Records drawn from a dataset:

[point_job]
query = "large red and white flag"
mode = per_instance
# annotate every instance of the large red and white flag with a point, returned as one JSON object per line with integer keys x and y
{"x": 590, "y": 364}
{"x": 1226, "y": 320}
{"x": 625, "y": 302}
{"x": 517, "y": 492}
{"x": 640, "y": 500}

## ACTIVITY:
The answer should reproduce all of the data without any alteration.

## RESPONSE FOR THIS EXERCISE:
[point_job]
query = "large red and white flag"
mode = per_instance
# annotate every instance of the large red and white flag with a point, returned as one JSON object per line with integer keys x and y
{"x": 590, "y": 364}
{"x": 1226, "y": 320}
{"x": 625, "y": 302}
{"x": 517, "y": 492}
{"x": 640, "y": 500}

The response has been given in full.